_What is needed:_ Lines containing "query": state how many there are in these entries, and write only that number.

_Record excerpts:_
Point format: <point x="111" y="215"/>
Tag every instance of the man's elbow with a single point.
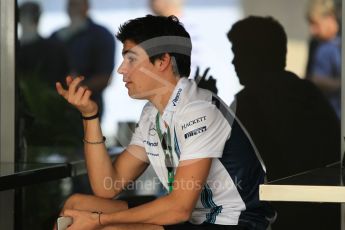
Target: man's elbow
<point x="107" y="194"/>
<point x="183" y="214"/>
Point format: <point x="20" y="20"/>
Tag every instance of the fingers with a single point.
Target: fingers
<point x="205" y="73"/>
<point x="73" y="86"/>
<point x="60" y="89"/>
<point x="79" y="94"/>
<point x="69" y="80"/>
<point x="196" y="76"/>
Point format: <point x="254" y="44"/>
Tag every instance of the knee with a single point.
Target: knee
<point x="74" y="199"/>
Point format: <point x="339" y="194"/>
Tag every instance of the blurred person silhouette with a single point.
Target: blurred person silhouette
<point x="38" y="57"/>
<point x="324" y="65"/>
<point x="40" y="62"/>
<point x="289" y="120"/>
<point x="90" y="47"/>
<point x="175" y="7"/>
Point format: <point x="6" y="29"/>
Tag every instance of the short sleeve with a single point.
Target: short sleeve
<point x="137" y="137"/>
<point x="202" y="131"/>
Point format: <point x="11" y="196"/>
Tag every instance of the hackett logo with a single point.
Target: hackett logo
<point x="175" y="100"/>
<point x="193" y="122"/>
<point x="151" y="144"/>
<point x="195" y="132"/>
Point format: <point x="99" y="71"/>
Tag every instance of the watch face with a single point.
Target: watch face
<point x="63" y="222"/>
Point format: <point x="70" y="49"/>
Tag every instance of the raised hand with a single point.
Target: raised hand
<point x="78" y="96"/>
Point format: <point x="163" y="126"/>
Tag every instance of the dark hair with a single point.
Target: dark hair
<point x="158" y="35"/>
<point x="31" y="10"/>
<point x="262" y="36"/>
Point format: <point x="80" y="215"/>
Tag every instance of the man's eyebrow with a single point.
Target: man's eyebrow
<point x="128" y="51"/>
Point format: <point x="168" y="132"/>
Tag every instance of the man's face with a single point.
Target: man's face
<point x="323" y="27"/>
<point x="141" y="77"/>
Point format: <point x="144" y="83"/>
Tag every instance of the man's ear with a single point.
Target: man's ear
<point x="164" y="62"/>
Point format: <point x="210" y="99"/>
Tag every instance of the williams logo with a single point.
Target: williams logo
<point x="195" y="132"/>
<point x="175" y="100"/>
<point x="193" y="122"/>
<point x="151" y="144"/>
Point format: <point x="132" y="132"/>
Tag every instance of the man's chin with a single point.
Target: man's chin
<point x="135" y="96"/>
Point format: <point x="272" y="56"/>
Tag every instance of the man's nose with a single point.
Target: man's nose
<point x="121" y="69"/>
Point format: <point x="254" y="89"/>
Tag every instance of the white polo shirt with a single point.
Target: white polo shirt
<point x="202" y="126"/>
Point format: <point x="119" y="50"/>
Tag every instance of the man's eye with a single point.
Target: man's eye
<point x="131" y="59"/>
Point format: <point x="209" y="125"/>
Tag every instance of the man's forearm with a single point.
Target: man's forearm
<point x="98" y="162"/>
<point x="133" y="227"/>
<point x="163" y="211"/>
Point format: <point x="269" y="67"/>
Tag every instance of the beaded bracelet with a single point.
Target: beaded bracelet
<point x="91" y="117"/>
<point x="96" y="142"/>
<point x="99" y="217"/>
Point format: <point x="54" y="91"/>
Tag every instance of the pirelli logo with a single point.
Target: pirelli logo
<point x="195" y="132"/>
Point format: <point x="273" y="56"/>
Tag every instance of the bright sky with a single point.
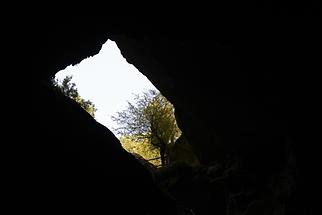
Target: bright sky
<point x="108" y="81"/>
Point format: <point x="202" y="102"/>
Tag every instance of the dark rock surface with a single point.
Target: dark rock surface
<point x="244" y="91"/>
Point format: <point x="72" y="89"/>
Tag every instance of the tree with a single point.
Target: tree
<point x="142" y="148"/>
<point x="151" y="119"/>
<point x="69" y="89"/>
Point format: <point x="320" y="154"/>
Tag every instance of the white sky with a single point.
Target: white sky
<point x="108" y="81"/>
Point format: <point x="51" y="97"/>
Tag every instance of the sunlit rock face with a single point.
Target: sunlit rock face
<point x="235" y="86"/>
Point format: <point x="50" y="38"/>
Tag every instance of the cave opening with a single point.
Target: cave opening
<point x="122" y="99"/>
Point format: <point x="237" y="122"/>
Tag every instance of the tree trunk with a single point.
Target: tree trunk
<point x="162" y="154"/>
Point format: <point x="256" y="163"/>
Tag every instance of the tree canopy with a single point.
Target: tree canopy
<point x="149" y="119"/>
<point x="68" y="88"/>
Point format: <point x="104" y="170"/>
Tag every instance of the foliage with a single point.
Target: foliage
<point x="69" y="89"/>
<point x="150" y="119"/>
<point x="143" y="148"/>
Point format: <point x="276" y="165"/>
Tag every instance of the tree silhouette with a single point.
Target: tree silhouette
<point x="69" y="89"/>
<point x="151" y="119"/>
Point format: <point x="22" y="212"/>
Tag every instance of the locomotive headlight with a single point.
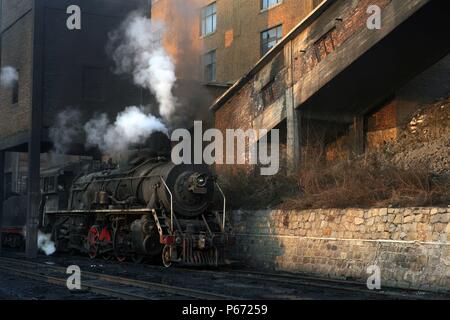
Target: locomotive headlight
<point x="197" y="183"/>
<point x="201" y="180"/>
<point x="202" y="242"/>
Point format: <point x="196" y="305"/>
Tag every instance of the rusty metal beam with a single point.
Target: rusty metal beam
<point x="358" y="134"/>
<point x="2" y="192"/>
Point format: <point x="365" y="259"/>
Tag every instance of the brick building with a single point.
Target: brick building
<point x="221" y="40"/>
<point x="57" y="69"/>
<point x="335" y="81"/>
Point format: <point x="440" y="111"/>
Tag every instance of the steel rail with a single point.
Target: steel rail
<point x="193" y="293"/>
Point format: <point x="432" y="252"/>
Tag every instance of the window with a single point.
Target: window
<point x="15" y="91"/>
<point x="209" y="19"/>
<point x="266" y="4"/>
<point x="209" y="65"/>
<point x="270" y="38"/>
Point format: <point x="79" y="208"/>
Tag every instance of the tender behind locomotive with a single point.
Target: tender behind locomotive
<point x="148" y="207"/>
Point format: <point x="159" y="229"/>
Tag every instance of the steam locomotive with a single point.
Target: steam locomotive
<point x="146" y="207"/>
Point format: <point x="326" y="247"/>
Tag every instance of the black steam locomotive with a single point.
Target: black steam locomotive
<point x="146" y="207"/>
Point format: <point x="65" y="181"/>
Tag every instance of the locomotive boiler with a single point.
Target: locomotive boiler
<point x="147" y="207"/>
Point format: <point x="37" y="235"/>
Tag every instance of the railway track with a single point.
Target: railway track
<point x="101" y="282"/>
<point x="303" y="280"/>
<point x="108" y="285"/>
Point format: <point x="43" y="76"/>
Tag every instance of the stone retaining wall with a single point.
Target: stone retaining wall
<point x="411" y="246"/>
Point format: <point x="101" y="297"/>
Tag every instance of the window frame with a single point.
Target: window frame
<point x="269" y="6"/>
<point x="265" y="43"/>
<point x="15" y="90"/>
<point x="204" y="19"/>
<point x="213" y="63"/>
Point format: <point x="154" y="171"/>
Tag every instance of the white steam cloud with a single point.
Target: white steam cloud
<point x="45" y="243"/>
<point x="8" y="75"/>
<point x="132" y="126"/>
<point x="137" y="49"/>
<point x="66" y="130"/>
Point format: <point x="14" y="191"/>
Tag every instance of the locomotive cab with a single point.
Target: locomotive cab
<point x="144" y="208"/>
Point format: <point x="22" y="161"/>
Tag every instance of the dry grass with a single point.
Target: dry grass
<point x="357" y="183"/>
<point x="368" y="184"/>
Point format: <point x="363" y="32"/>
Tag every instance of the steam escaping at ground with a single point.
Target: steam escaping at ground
<point x="66" y="129"/>
<point x="45" y="243"/>
<point x="8" y="75"/>
<point x="137" y="49"/>
<point x="132" y="126"/>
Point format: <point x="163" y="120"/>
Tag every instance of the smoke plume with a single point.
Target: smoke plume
<point x="66" y="129"/>
<point x="132" y="126"/>
<point x="181" y="41"/>
<point x="45" y="243"/>
<point x="8" y="75"/>
<point x="137" y="50"/>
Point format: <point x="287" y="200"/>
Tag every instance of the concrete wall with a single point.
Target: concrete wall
<point x="410" y="245"/>
<point x="237" y="38"/>
<point x="338" y="37"/>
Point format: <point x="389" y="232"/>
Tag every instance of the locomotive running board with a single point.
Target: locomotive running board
<point x="115" y="211"/>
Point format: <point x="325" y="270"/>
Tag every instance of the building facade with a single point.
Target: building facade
<point x="221" y="40"/>
<point x="338" y="86"/>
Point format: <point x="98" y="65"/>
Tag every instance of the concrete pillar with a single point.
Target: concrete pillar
<point x="34" y="141"/>
<point x="2" y="192"/>
<point x="358" y="134"/>
<point x="292" y="115"/>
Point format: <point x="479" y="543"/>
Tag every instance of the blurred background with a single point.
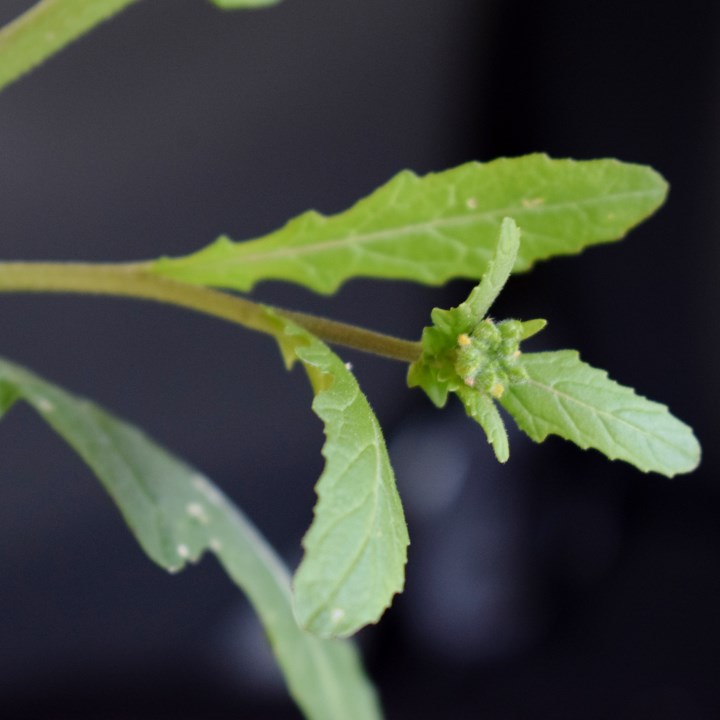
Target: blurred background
<point x="558" y="586"/>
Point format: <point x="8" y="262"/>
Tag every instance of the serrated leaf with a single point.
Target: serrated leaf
<point x="433" y="228"/>
<point x="500" y="265"/>
<point x="567" y="397"/>
<point x="356" y="547"/>
<point x="532" y="327"/>
<point x="482" y="409"/>
<point x="176" y="514"/>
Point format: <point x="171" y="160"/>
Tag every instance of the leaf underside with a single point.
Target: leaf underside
<point x="356" y="547"/>
<point x="176" y="514"/>
<point x="567" y="397"/>
<point x="433" y="228"/>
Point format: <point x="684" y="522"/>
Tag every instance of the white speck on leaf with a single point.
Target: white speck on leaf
<point x="197" y="512"/>
<point x="44" y="405"/>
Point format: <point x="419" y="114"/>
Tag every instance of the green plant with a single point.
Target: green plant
<point x="478" y="221"/>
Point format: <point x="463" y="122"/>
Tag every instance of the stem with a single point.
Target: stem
<point x="133" y="280"/>
<point x="47" y="27"/>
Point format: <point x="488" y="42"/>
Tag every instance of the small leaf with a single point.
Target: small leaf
<point x="567" y="397"/>
<point x="444" y="225"/>
<point x="176" y="514"/>
<point x="481" y="408"/>
<point x="356" y="547"/>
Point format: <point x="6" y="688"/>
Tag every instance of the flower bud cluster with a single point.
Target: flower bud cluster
<point x="487" y="358"/>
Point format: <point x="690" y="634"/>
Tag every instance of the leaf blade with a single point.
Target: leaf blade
<point x="567" y="397"/>
<point x="433" y="228"/>
<point x="176" y="514"/>
<point x="356" y="547"/>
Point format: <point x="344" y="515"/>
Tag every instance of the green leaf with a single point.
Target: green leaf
<point x="469" y="313"/>
<point x="432" y="228"/>
<point x="567" y="397"/>
<point x="176" y="514"/>
<point x="356" y="547"/>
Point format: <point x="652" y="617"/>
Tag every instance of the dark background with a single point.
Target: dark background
<point x="558" y="586"/>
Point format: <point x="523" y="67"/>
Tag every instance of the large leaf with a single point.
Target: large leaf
<point x="432" y="228"/>
<point x="356" y="548"/>
<point x="567" y="397"/>
<point x="176" y="514"/>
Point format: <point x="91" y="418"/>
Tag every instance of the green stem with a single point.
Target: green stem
<point x="47" y="27"/>
<point x="133" y="280"/>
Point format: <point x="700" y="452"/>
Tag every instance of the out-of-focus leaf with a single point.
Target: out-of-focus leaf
<point x="176" y="514"/>
<point x="567" y="397"/>
<point x="356" y="547"/>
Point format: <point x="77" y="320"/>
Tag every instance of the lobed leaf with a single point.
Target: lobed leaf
<point x="176" y="514"/>
<point x="356" y="547"/>
<point x="567" y="397"/>
<point x="47" y="27"/>
<point x="433" y="228"/>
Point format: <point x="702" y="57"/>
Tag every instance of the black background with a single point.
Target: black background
<point x="558" y="586"/>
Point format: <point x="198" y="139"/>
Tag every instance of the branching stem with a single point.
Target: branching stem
<point x="133" y="280"/>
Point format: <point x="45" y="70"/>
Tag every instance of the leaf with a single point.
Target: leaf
<point x="567" y="397"/>
<point x="176" y="514"/>
<point x="50" y="25"/>
<point x="47" y="27"/>
<point x="470" y="312"/>
<point x="482" y="409"/>
<point x="432" y="228"/>
<point x="356" y="547"/>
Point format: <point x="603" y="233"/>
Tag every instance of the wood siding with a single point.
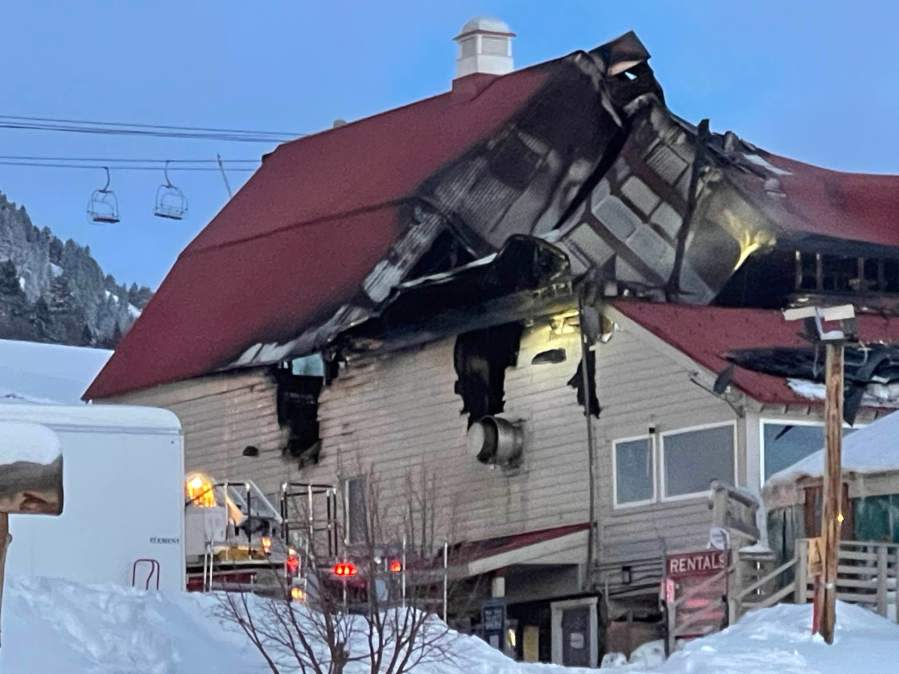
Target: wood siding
<point x="397" y="412"/>
<point x="640" y="386"/>
<point x="221" y="415"/>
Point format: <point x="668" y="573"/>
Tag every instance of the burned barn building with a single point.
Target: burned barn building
<point x="526" y="286"/>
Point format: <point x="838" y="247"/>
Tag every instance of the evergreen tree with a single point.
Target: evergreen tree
<point x="13" y="304"/>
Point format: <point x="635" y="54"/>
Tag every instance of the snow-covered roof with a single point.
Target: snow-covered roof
<point x="873" y="449"/>
<point x="26" y="441"/>
<point x="95" y="417"/>
<point x="42" y="373"/>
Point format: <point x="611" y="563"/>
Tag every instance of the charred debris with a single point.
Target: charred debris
<point x="596" y="181"/>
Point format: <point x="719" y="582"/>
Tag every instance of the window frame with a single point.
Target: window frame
<point x="665" y="498"/>
<point x="655" y="472"/>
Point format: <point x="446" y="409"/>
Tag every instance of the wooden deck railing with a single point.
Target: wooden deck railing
<point x="867" y="575"/>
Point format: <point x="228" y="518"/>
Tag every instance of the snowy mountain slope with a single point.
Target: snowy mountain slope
<point x="39" y="373"/>
<point x="55" y="291"/>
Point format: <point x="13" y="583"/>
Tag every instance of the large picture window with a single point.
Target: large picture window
<point x="693" y="458"/>
<point x="634" y="471"/>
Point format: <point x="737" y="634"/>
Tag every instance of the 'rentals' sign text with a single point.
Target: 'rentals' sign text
<point x="700" y="563"/>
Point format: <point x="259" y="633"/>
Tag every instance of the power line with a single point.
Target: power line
<point x="100" y="167"/>
<point x="115" y="160"/>
<point x="18" y="122"/>
<point x="150" y="126"/>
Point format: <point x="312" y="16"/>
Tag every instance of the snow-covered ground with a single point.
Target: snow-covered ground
<point x="52" y="626"/>
<point x="58" y="627"/>
<point x="42" y="373"/>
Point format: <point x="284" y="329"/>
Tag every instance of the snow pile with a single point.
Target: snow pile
<point x="29" y="442"/>
<point x="872" y="449"/>
<point x="42" y="373"/>
<point x="52" y="625"/>
<point x="777" y="640"/>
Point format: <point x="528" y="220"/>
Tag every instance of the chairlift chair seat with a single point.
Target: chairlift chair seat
<point x="170" y="200"/>
<point x="103" y="206"/>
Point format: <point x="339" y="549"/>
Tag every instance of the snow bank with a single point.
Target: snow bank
<point x="872" y="449"/>
<point x="21" y="441"/>
<point x="42" y="373"/>
<point x="57" y="626"/>
<point x="51" y="625"/>
<point x="777" y="640"/>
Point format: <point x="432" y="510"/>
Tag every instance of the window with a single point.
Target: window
<point x="691" y="459"/>
<point x="634" y="471"/>
<point x="786" y="442"/>
<point x="355" y="509"/>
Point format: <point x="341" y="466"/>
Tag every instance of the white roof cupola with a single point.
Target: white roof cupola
<point x="485" y="46"/>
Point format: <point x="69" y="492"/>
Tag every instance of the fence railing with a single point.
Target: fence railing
<point x="866" y="575"/>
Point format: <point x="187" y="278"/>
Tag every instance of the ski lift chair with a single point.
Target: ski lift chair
<point x="170" y="201"/>
<point x="103" y="206"/>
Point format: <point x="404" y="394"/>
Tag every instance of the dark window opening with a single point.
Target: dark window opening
<point x="764" y="281"/>
<point x="356" y="511"/>
<point x="816" y="272"/>
<point x="297" y="401"/>
<point x="480" y="359"/>
<point x="577" y="383"/>
<point x="444" y="254"/>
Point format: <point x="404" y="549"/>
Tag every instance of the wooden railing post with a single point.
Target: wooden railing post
<point x="882" y="580"/>
<point x="801" y="593"/>
<point x="734" y="604"/>
<point x="896" y="585"/>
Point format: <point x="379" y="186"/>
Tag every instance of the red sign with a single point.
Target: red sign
<point x="691" y="564"/>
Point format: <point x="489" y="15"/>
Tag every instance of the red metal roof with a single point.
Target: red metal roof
<point x="296" y="242"/>
<point x="706" y="333"/>
<point x="857" y="206"/>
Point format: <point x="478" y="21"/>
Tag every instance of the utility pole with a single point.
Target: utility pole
<point x="832" y="493"/>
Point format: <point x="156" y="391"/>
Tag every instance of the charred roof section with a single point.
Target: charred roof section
<point x="580" y="152"/>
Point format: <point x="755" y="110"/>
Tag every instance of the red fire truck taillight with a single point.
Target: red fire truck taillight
<point x="292" y="564"/>
<point x="344" y="569"/>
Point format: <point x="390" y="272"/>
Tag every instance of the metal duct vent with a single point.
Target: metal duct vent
<point x="496" y="441"/>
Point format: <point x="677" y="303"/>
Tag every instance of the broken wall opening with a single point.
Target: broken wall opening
<point x="480" y="359"/>
<point x="299" y="385"/>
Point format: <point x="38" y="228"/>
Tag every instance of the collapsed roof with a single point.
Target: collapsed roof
<point x="580" y="151"/>
<point x="763" y="345"/>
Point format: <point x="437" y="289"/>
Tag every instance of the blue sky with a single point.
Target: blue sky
<point x="818" y="81"/>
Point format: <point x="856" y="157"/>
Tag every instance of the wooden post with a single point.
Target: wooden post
<point x="896" y="593"/>
<point x="882" y="580"/>
<point x="832" y="495"/>
<point x="800" y="595"/>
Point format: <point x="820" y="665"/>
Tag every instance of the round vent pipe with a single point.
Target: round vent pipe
<point x="495" y="441"/>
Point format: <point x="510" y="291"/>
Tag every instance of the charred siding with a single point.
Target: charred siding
<point x="220" y="416"/>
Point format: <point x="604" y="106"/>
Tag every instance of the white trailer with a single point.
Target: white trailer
<point x="123" y="513"/>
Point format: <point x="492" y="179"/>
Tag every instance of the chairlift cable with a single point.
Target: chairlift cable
<point x="115" y="160"/>
<point x="94" y="167"/>
<point x="147" y="130"/>
<point x="151" y="126"/>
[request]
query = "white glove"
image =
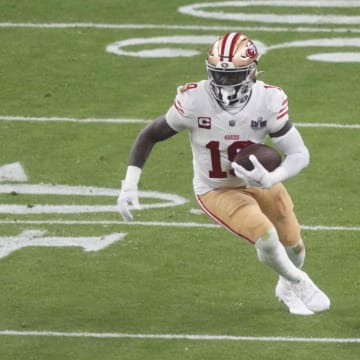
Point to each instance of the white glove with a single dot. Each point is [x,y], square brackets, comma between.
[258,176]
[128,195]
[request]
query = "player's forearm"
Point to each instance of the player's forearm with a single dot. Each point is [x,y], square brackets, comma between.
[156,131]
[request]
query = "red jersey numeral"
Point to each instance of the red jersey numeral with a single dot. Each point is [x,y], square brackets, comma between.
[214,147]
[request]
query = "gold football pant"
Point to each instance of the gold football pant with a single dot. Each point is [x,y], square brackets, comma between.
[249,212]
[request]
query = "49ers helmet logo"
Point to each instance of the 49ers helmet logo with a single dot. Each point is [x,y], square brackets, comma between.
[251,50]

_Exercise result:_ 5